Well, this is a good, quite handy definition. It seems simple, more or less. Unfortunately, due to its simplicity, we are at risk of passing from the willingness to simplify to the danger of banalizing. That’s because, when we talk about ecosystems, we must keep in mind that we are talking about complex systems, composed of many parts and their multiple, inextricable interactions. Therefore, we must beware of giving a simplistic definition that could oversimplify the complex nature of the system we are studying.

So, one more precise definition of an ecosystem could be:

an ecosystem is a set of plants, animals, and other living beings, that interact with each other and with all the non-living things that represent their physical environment.

This already sounds different. First of all, the “living entities” of the first definition are pointed out as “plants”, “animals”, and “other living beings” – as to say algae, fungi, other microorganisms like bacteria and microalgae, and so on. We can also consider viruses as part of this living compartment, albeit whether viruses actually have a life is still a topic of debate. The fact is, all the individuals of the biological community interact with the others, and all the meetings can determine the future course of the life of the living beings that interact.

Living beings of an ecosystem achieve several types of interactions, indeed. A mutualistic relationship can occur when the involved species manage to receive benefit from the interaction; if the mutualism requires a high closeness, or the need for a guest to be hosted by another organism to benefit him and take advantage also for itself, it is called symbiosis. Another kind of relationship is competition, which includes several types of interactions taking place when different species compete for food, mates, space, and resources.

When the meeting of two species ends in the death of one of the two, that at the end of the contest is eaten by the first one… well, that’s predation.

ACTIVITY 1:
Answer these questions from the ecosystem text:
(a) What name does the text give to a mutualism that requires high closeness or one organism hosting another?
(b) Which group does the text say can be counted in the living compartment even though whether it has life is still debated?
(c) What is it called when a meeting of two species ends with one being eaten by the other?
ACTIVITY 2: Write out the passage of the ecosystem text starting at "an ecosystem is" and ending at "their physical environment.".
ACTIVITY 3: Continue the text on ecosystems, picking up after its final sentence.

SOURCE MATERIAL:
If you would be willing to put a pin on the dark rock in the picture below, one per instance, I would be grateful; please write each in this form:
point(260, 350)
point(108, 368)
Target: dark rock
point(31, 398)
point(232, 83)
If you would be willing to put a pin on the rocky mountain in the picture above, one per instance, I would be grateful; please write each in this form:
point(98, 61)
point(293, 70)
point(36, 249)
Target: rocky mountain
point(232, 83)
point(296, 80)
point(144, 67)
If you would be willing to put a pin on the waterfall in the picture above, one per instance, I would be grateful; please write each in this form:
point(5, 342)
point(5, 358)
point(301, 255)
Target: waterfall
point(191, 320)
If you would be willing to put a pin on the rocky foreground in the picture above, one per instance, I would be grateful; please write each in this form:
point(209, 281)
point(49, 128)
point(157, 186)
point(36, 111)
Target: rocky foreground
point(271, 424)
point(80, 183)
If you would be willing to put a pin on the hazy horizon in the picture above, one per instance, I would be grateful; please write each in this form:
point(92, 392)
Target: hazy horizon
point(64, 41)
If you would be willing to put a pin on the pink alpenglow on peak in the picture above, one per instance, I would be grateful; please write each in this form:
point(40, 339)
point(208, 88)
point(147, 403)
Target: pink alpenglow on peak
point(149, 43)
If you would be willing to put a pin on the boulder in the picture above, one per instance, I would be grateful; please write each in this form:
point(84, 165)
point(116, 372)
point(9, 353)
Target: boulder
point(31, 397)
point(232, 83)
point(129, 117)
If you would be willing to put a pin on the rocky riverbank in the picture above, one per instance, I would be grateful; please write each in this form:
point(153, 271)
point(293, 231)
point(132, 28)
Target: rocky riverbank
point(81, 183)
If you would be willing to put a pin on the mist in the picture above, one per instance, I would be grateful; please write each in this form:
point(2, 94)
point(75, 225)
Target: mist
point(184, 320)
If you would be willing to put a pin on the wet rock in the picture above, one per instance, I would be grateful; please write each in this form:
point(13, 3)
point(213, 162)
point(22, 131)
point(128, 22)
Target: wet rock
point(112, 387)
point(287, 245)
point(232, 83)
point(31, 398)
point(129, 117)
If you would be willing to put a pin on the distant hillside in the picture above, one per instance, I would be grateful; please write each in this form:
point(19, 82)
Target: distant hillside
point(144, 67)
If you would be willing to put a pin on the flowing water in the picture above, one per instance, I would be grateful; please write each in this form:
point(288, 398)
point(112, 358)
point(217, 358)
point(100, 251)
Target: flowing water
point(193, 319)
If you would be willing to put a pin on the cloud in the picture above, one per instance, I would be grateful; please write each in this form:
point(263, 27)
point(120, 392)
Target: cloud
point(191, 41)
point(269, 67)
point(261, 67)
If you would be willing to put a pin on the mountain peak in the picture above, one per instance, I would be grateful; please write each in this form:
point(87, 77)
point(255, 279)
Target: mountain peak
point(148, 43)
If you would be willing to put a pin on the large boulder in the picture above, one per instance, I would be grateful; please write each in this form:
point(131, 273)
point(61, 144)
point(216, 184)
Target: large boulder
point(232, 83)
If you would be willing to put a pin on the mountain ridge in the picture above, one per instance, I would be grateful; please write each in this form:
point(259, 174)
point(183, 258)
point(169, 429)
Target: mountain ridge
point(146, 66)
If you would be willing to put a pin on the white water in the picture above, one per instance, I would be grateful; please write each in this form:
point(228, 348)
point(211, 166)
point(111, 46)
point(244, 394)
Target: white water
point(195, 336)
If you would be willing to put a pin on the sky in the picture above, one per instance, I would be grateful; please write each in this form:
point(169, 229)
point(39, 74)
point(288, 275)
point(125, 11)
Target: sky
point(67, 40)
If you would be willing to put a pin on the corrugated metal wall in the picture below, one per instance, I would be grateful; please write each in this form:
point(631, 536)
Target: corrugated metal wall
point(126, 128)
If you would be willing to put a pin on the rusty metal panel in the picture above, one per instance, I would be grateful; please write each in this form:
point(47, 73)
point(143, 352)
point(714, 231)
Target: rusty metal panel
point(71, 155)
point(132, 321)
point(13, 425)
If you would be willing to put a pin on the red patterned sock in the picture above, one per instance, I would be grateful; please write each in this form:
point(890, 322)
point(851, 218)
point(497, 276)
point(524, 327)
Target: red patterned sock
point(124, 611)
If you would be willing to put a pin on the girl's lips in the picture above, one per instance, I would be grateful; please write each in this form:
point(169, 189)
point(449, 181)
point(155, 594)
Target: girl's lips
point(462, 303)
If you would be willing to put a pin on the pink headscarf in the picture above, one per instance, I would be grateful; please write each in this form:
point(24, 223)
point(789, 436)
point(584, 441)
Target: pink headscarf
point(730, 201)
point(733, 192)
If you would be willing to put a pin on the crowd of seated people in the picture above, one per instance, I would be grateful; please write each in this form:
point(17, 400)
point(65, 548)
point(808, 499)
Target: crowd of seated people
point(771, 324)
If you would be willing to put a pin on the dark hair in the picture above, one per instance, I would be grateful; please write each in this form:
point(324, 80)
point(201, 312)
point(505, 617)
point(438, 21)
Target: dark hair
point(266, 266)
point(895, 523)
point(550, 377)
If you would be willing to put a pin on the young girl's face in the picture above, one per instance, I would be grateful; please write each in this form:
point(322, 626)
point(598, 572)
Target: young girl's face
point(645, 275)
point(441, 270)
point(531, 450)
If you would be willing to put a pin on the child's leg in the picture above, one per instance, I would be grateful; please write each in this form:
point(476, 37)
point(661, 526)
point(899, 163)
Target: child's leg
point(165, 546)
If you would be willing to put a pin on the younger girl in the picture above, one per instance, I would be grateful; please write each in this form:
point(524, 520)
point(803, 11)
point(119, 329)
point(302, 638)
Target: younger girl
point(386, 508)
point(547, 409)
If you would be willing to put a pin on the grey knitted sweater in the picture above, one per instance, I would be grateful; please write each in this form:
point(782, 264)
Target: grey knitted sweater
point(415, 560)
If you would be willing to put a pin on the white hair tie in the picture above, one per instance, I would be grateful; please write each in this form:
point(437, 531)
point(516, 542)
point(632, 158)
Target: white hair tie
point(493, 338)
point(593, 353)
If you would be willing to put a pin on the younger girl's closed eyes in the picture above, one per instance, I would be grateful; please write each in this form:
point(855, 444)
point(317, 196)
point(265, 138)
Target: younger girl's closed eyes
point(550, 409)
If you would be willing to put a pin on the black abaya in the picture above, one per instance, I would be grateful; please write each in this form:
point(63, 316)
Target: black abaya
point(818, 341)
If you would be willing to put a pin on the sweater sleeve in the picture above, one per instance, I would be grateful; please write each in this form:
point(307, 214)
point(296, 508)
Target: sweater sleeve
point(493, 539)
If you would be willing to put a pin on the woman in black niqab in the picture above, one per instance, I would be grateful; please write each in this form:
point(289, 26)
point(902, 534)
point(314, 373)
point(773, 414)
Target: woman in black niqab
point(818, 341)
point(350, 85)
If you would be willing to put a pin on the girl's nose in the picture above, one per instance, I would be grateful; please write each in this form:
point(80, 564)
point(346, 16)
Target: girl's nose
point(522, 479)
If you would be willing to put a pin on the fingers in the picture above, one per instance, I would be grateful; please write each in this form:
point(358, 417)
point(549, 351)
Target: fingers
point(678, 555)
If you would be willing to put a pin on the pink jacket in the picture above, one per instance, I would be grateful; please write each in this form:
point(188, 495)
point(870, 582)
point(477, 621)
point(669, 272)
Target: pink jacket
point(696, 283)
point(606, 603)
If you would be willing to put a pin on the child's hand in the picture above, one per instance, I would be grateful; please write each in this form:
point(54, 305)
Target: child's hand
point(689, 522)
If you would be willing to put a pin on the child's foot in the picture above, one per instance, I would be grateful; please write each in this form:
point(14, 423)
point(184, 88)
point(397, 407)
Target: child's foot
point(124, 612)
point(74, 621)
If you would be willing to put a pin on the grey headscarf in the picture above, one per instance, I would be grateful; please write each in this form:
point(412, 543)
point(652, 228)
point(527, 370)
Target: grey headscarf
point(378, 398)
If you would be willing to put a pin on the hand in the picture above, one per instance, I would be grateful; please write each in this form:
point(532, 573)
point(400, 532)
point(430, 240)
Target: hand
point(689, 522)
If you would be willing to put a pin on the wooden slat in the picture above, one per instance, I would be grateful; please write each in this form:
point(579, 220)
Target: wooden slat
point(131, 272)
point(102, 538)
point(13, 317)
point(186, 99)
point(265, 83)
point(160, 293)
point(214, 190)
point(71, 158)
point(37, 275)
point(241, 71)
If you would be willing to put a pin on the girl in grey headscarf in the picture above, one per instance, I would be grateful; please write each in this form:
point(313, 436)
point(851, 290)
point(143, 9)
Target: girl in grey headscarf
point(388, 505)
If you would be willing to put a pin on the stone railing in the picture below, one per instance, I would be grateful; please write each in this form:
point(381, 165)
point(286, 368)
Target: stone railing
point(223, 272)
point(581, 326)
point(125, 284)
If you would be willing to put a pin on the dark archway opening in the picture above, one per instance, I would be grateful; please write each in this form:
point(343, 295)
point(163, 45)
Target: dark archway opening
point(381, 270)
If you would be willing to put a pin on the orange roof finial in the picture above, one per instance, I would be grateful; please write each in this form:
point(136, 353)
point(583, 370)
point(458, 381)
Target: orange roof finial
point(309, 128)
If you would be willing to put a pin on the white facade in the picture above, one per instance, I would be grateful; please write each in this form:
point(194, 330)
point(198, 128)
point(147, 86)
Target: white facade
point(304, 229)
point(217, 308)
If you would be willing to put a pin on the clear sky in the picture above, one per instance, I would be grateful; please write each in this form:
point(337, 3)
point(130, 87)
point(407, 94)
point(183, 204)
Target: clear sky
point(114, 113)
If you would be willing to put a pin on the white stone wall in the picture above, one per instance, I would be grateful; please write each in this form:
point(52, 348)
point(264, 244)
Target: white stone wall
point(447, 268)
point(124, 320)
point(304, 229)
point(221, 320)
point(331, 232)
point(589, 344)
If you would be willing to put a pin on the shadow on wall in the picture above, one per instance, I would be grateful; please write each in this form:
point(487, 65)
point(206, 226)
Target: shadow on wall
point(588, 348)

TASK OUTPUT 1:
(a) Symbiosis.
(b) Viruses.
(c) Predation.

TASK OUTPUT 2:
an ecosystem is a set of plants, animals, and other living beings, that interact with each other and with all the non-living things that represent their physical environment.

TASK OUTPUT 3:
At the interface between competition, predation and symbiosis is the parasitism, a subdolous relationship where a parasite, usually smaller than the host, uses the living resources of the host to grow and complete its lifecycle. The interest of the parasite usually is to harm not too much the host; otherwise, the host’s death could result in death also for the parasite – and this is, you can imagine, not a great success. Anyway, a parasite can change the behavior of its host, determining sometimes very strange behavior.

Mutalism, parasitism, competition and predation are examples of ecological relationships occurring in an ecosystem.

The common thread of all these interactions is that they contribute to matter and energy cycling in the ecosystems.

This way, all the organisms of an ecosystem are connected to each other, and to the non-living parts of the geographical area where the ecosystem is located.

Indeed, all the atoms and the molecules that were taken from the environment, along with the energy stored in them, sooner or later return to it or continue their trip in other beings until their complete recycling. How long it does take is probably… just a matter of scale.

One of my favourite definition of ecosystem is the one given by Odum, who considered deeply the implications of this flow of energy and matter and argued that

an ecosystem is any unit that includes all of the organisms in a given area interacting with the physical environment so that a flow of energy leads to exchange of materials between living and non-living parts of the system”

(Odum, 1969)

As you can imagine, there are a lot of other definitions of an ecosystem, out there. So much so that the word “ecosystem”, itself, although it was born in Ecology, has been borrowed also by other disciplines to describe peculiar systems which are full of interacting parts; just think about the information ecosystem of the Informatics, or the communication ecosystem the media often refer to, or again digital ecosystem and art ecosystem.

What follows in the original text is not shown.